THE EXERCISE: Can you rewrite everything from the start of the records down to the line containing "[5,0,760,126]", with "flagged" changed to "marked" and nothing else altered? Leave the pictures out of your answer.

================================

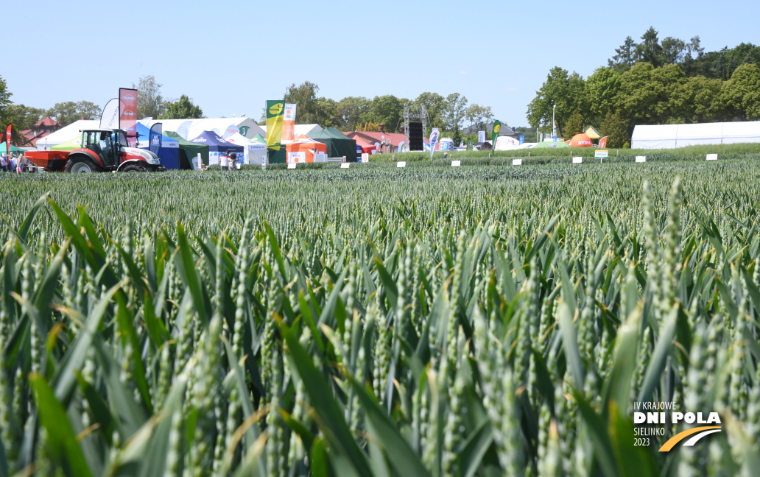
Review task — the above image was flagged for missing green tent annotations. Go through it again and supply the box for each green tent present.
[533,141,570,149]
[309,128,356,162]
[164,131,208,169]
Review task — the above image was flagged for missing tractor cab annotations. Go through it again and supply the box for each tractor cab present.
[82,129,129,167]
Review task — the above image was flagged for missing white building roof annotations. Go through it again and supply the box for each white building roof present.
[631,121,760,149]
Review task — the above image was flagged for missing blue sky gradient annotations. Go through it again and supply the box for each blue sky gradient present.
[5,0,760,126]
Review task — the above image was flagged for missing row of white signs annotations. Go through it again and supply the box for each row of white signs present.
[288,151,718,169]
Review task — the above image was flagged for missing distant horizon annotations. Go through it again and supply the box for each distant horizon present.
[0,0,760,127]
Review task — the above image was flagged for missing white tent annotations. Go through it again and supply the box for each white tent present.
[150,118,266,140]
[494,136,520,151]
[227,133,267,164]
[631,121,760,149]
[37,119,100,151]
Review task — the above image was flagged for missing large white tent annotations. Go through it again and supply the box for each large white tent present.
[150,118,266,140]
[37,119,100,151]
[631,121,760,149]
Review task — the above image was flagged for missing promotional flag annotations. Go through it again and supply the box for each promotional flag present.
[99,98,119,129]
[267,99,285,151]
[149,123,162,156]
[282,104,296,141]
[430,128,439,161]
[491,120,501,149]
[119,88,137,147]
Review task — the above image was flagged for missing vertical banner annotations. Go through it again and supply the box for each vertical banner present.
[282,103,296,141]
[119,88,137,147]
[149,123,162,157]
[491,120,501,151]
[100,98,119,129]
[430,128,439,161]
[267,99,285,151]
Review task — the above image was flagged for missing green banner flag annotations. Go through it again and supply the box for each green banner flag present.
[491,120,501,151]
[267,99,285,151]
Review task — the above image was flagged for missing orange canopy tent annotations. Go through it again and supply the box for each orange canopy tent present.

================================

SOLUTION FOR THIS PROBLEM:
Review task — the above image was marked for missing green tent annotations. Go through it again and supply the box for each green tent present.
[533,141,570,149]
[309,128,356,162]
[164,131,208,169]
Review task — the above image was marked for missing tractor cab annotations. Go through it again and supply the box for each tractor cab present.
[82,129,129,167]
Review task — the above image was marked for missing white building roof annotations. Go through it again and supply the box for each white building roof present.
[631,121,760,149]
Review task — the above image was marked for missing blue sky gradient annotations. Go through it again and supply the box for each blue sky gradient present.
[5,0,760,126]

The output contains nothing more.